Certezas, pocas en la ‘nueva’ España

Las elecciones generales han dejado tan pocas certezas como, en relación inversa, disgustos han causado en las sedes de los partidos políticos. Tanto en las formaciones de rancio abolengo como en los movimientos de la gente. Tanto en las partidos que asientan sus cuarteles en Madrid como en los que actúan en las cuatro esquinas de la nueva España.

Nueva como la llamada nueva política, en la que lo más nuevo es la obligación de revivir su esencia olvidada: la cesión, el acuerdo y la solución de compromiso. Nueva como la España post-autonómica y pre-federal que alborea entre dos polos opuestos: el de los que proclaman la unidad indisoluble de la patria y el de los que reafirman su impaciencia por abandonarla.  

Nuevo como el hundimiento del abertazlismo vasco de Bildu, minado por la fatiga causada por décadas cabreo obligatorio (‘España nos oprime’) y la irrupción de quienes proponen una manera menos sufriente de abordar los problemas.

O nueva como la liturgia del más nuevo de los partidos que celebra su éxito extrayendo a Juan Carlos Monedero del cono del silencio para que reviva la épica 1936 cantando ‘Puente de los Franceses’ y coreando los acordes que Paco Ibáñez le puso a Alberti in 1969: «a galopar, a galopar, hasta enterrarlos en el mar».

━━━━━━

# Las tareas
1. Di si cada afirmación concuerda con el texto sobre las elecciones generales. Responde sí o no y cita literalmente las palabras del texto que lo deciden.
(a) Según el texto, las elecciones generales han dejado muchas certezas.
(b) El texto describe la España que surge como post-autonómica y pre-federal.
(c) Según el texto, lo más nuevo de la nueva política es la obligación de revivir la cesión, el acuerdo y la solución de compromiso.
2. Reproduce un pasaje del texto sobre las elecciones generales. Empieza en las palabras «Nueva como la llamada» y detente después de «impaciencia por abandonarla.».

# Contenido del conjunto
━━━━━━

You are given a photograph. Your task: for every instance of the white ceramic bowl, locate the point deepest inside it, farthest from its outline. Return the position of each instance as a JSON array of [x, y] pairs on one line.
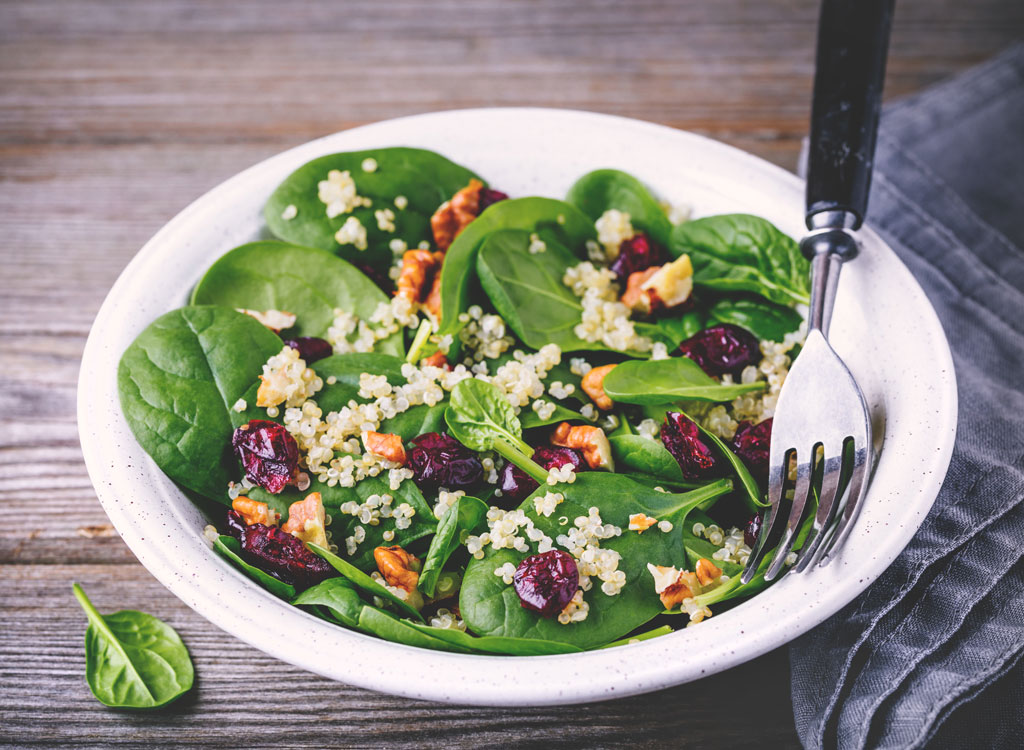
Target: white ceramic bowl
[[884, 328]]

━━━━━━

# Respuestas
1.
(a) No: «Las elecciones generales han dejado tan pocas certezas»
(b) Sí: «Nueva como la España post-autonómica y pre-federal que alborea entre dos polos opuestos»
(c) Sí: «lo más nuevo es la obligación de revivir su esencia olvidada: la cesión, el acuerdo y la solución de compromiso»

2.
Nueva como la llamada nueva política, en la que lo más nuevo es la obligación de revivir su esencia olvidada: la cesión, el acuerdo y la solución de compromiso. Nueva como la España post-autonómica y pre-federal que alborea entre dos polos opuestos: el de los que proclaman la unidad indisoluble de la patria y el de los que reafirman su impaciencia por abandonarla.